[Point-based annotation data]
** START **
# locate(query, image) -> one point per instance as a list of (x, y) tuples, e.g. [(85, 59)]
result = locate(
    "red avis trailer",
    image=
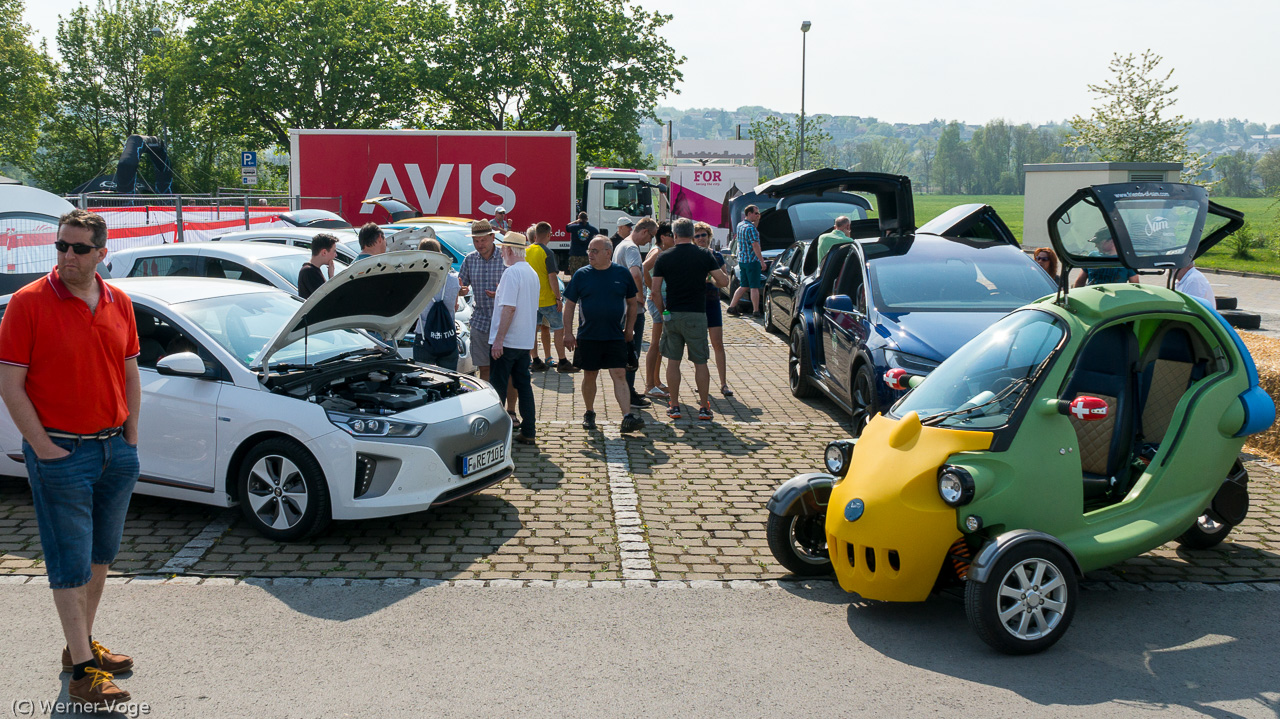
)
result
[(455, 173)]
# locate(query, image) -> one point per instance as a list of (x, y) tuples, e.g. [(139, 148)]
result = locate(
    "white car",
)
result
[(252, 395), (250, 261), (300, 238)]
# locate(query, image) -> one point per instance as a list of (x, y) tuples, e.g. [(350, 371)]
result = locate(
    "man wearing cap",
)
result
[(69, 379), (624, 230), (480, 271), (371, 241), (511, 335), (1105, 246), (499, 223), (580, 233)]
** END **
** START **
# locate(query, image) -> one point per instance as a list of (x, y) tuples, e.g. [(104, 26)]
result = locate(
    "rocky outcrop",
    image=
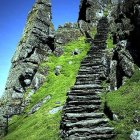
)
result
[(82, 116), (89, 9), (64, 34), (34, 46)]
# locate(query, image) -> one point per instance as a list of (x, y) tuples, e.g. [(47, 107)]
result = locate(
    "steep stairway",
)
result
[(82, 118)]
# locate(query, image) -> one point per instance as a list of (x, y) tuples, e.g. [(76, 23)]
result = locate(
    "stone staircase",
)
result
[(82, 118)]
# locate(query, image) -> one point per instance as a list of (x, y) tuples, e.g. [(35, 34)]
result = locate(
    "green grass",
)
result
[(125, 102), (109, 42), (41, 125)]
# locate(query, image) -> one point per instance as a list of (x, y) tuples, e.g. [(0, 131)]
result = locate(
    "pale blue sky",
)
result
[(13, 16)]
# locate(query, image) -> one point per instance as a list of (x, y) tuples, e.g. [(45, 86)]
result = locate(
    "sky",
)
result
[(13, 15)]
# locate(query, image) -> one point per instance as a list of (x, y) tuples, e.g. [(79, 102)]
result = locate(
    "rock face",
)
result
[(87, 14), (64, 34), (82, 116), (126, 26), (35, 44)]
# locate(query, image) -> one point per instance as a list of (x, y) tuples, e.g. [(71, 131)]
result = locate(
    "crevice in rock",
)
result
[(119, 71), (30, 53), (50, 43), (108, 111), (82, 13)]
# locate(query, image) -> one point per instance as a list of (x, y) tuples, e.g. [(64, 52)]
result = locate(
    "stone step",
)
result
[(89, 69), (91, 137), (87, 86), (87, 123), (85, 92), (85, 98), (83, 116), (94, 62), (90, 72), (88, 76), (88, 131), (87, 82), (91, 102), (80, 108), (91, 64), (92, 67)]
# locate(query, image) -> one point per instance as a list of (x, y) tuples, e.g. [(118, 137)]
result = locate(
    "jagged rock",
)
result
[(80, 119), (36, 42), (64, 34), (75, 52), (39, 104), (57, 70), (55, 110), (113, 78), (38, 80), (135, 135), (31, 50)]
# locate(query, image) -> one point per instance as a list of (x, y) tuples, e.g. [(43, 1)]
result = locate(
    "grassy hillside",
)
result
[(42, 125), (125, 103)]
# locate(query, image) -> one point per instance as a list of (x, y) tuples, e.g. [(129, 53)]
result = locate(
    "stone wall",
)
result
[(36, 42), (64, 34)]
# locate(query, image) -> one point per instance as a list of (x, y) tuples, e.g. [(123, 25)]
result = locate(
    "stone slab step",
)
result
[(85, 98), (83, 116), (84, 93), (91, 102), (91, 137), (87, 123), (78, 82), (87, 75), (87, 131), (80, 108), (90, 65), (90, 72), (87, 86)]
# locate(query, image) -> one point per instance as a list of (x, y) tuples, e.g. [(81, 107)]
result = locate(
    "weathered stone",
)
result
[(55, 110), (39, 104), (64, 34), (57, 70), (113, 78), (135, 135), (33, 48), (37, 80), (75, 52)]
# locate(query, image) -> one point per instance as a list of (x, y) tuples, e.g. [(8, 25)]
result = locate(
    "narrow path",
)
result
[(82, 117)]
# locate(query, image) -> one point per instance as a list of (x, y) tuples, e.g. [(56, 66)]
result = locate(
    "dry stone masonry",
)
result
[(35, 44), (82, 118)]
** END **
** START **
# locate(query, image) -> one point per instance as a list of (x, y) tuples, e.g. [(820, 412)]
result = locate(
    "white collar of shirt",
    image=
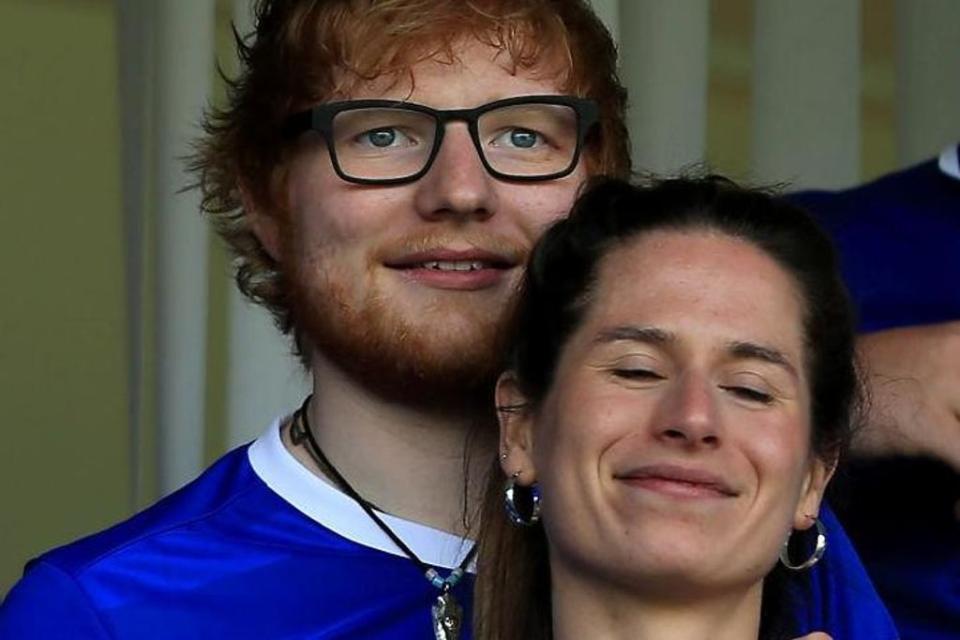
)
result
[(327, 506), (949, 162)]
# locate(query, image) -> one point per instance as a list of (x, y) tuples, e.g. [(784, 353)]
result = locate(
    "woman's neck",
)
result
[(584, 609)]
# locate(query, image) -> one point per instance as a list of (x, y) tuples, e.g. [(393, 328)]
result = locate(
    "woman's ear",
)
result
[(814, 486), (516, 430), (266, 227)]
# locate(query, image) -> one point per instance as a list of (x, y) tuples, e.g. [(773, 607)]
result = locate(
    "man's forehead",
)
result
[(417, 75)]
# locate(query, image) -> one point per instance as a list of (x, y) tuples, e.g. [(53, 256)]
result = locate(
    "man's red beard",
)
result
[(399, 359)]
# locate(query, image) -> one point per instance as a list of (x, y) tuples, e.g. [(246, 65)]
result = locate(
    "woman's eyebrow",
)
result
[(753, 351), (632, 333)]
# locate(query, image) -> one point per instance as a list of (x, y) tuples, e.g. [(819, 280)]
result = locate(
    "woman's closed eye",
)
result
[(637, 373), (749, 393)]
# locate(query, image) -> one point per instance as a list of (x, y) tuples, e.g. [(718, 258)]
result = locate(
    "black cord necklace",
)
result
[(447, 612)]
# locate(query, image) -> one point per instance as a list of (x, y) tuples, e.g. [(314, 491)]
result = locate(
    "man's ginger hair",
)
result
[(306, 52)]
** END **
*Given problem:* Please rewrite the records from the line with "e.g. [(85, 59)]" up to and including the line with "223), (580, 233)]", changing "white car" to "silver car" and keeping everything else the same. Leave the pictures out of your answer.

*Complete answer:*
# locate(query, image) -> one point per instance as a list of (x, y) tuples, e.g. [(85, 59)]
result = locate(
    "red avis trailer",
    image=
)
result
[(455, 173)]
# locate(query, image) -> one point per instance as a list of (x, y) tuples, e.g. [(139, 148)]
result = locate(
    "silver car",
)
result
[(252, 395), (250, 261), (300, 238)]
# locate(query, image) -> one point per instance as a list of (x, y) tuples, e.g. [(350, 371)]
result = locate(
    "man wearing cap",
)
result
[(69, 379), (624, 230), (480, 271), (371, 241), (511, 335), (1105, 246), (499, 223), (580, 233)]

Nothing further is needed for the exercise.